The data: Begin

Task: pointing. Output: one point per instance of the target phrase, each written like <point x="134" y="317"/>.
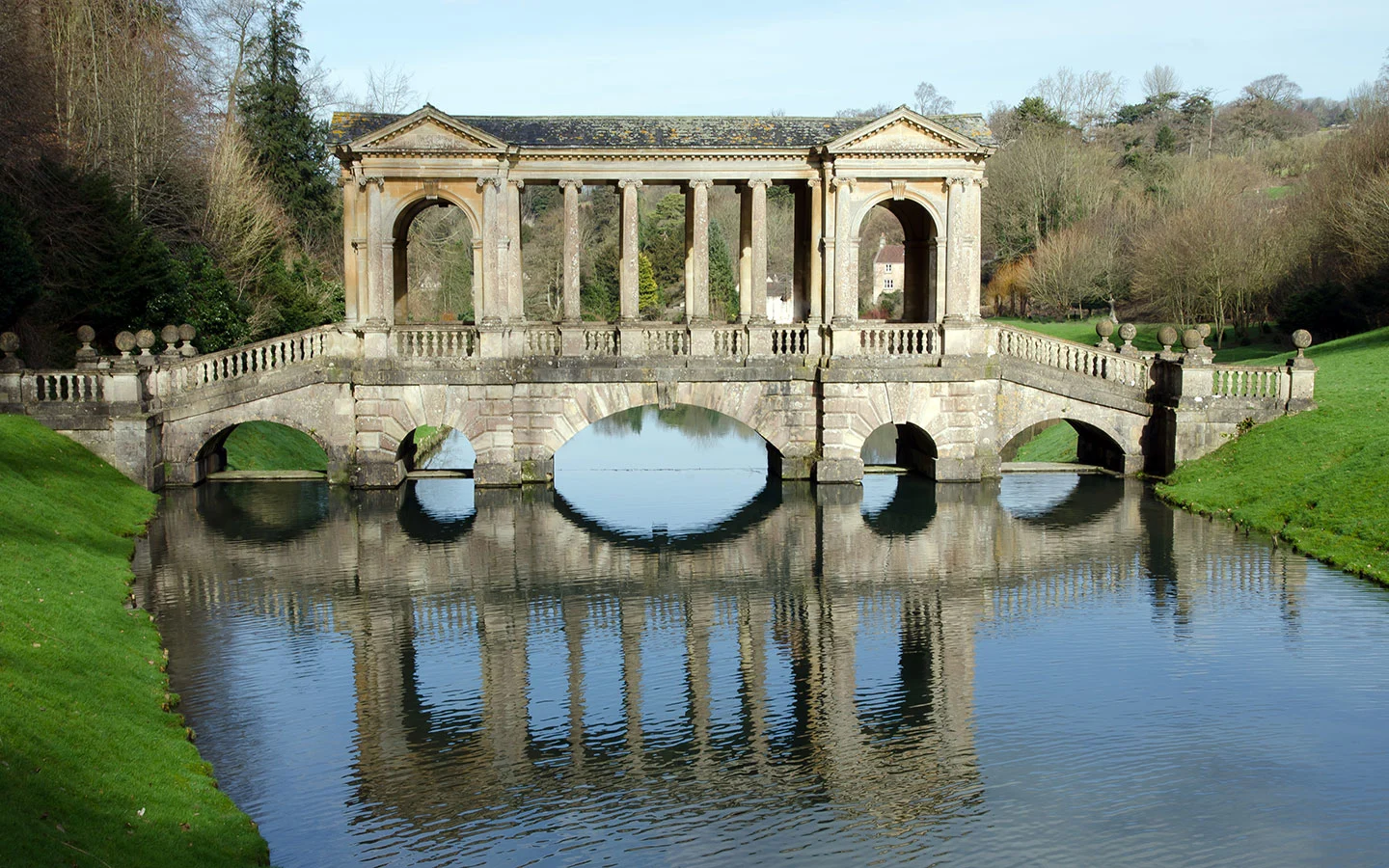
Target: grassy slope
<point x="1317" y="479"/>
<point x="92" y="770"/>
<point x="268" y="446"/>
<point x="1056" y="444"/>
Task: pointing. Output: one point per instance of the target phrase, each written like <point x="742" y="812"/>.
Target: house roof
<point x="649" y="131"/>
<point x="890" y="255"/>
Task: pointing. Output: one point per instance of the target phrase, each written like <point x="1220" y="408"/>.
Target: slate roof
<point x="779" y="132"/>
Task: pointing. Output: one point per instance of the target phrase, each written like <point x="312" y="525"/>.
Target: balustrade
<point x="899" y="340"/>
<point x="436" y="341"/>
<point x="1247" y="381"/>
<point x="1074" y="357"/>
<point x="271" y="354"/>
<point x="64" y="387"/>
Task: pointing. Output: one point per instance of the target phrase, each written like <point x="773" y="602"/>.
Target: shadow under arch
<point x="920" y="230"/>
<point x="400" y="224"/>
<point x="729" y="528"/>
<point x="910" y="448"/>
<point x="211" y="456"/>
<point x="262" y="511"/>
<point x="910" y="510"/>
<point x="1094" y="445"/>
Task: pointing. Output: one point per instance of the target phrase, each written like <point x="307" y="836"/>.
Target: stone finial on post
<point x="87" y="357"/>
<point x="10" y="346"/>
<point x="1196" y="350"/>
<point x="1302" y="375"/>
<point x="145" y="339"/>
<point x="186" y="334"/>
<point x="1104" y="328"/>
<point x="170" y="337"/>
<point x="1129" y="331"/>
<point x="1167" y="337"/>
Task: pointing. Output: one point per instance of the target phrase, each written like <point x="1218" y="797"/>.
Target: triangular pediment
<point x="903" y="131"/>
<point x="428" y="131"/>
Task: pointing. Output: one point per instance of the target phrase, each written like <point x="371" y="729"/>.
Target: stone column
<point x="696" y="250"/>
<point x="846" y="281"/>
<point x="571" y="249"/>
<point x="628" y="307"/>
<point x="963" y="249"/>
<point x="376" y="248"/>
<point x="514" y="297"/>
<point x="486" y="312"/>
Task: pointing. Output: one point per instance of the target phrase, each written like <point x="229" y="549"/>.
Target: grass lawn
<point x="1082" y="331"/>
<point x="94" y="767"/>
<point x="1056" y="444"/>
<point x="1319" y="479"/>
<point x="270" y="446"/>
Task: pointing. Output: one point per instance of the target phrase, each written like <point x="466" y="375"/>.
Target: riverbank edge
<point x="1337" y="448"/>
<point x="96" y="767"/>
<point x="1345" y="553"/>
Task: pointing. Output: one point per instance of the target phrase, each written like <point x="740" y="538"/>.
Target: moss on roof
<point x="776" y="132"/>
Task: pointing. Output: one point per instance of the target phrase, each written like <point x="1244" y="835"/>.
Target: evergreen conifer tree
<point x="285" y="139"/>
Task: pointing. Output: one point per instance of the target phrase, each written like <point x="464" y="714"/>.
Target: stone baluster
<point x="571" y="249"/>
<point x="628" y="309"/>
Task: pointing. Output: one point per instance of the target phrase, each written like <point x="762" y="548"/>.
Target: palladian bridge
<point x="960" y="391"/>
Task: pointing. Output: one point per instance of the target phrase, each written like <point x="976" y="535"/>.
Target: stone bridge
<point x="960" y="391"/>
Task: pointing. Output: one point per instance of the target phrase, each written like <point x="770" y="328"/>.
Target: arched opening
<point x="1064" y="442"/>
<point x="436" y="255"/>
<point x="665" y="474"/>
<point x="899" y="446"/>
<point x="897" y="262"/>
<point x="261" y="448"/>
<point x="436" y="450"/>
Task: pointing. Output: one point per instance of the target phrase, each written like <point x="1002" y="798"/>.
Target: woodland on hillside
<point x="167" y="161"/>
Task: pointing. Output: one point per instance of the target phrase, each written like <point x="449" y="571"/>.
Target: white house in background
<point x="886" y="270"/>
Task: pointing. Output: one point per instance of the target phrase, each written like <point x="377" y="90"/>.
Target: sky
<point x="813" y="57"/>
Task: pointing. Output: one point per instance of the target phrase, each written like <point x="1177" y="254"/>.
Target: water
<point x="674" y="666"/>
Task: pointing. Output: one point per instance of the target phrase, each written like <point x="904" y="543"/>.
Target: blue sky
<point x="814" y="56"/>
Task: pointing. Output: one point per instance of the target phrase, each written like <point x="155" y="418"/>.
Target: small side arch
<point x="1098" y="444"/>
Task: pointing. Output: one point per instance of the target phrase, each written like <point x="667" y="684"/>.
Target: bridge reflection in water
<point x="793" y="681"/>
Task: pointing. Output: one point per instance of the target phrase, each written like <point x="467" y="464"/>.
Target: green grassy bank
<point x="1320" y="479"/>
<point x="268" y="446"/>
<point x="94" y="767"/>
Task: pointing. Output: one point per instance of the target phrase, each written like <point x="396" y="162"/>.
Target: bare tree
<point x="928" y="100"/>
<point x="1082" y="98"/>
<point x="1158" y="81"/>
<point x="388" y="91"/>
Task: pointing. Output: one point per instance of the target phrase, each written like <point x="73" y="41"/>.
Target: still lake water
<point x="660" y="665"/>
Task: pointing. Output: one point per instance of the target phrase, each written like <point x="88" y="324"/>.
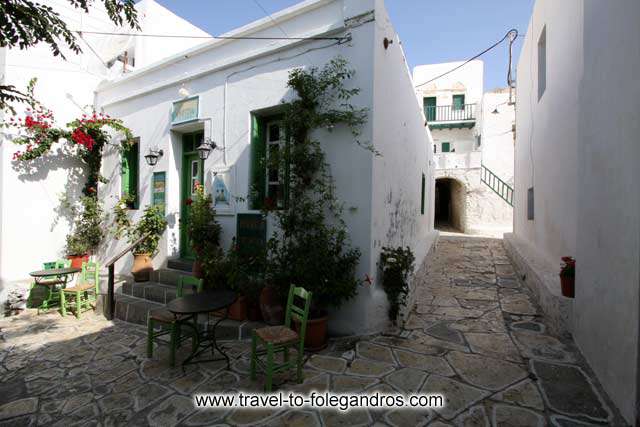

The data: End

[Assignment] Leaving every picture out, return the lines from the one containing "Target: still lake water" through the last line of the records exactly.

[Result]
Target: still lake water
<point x="660" y="665"/>
Task: pointing. Output: one point per instance of the target phrase, each written like <point x="88" y="324"/>.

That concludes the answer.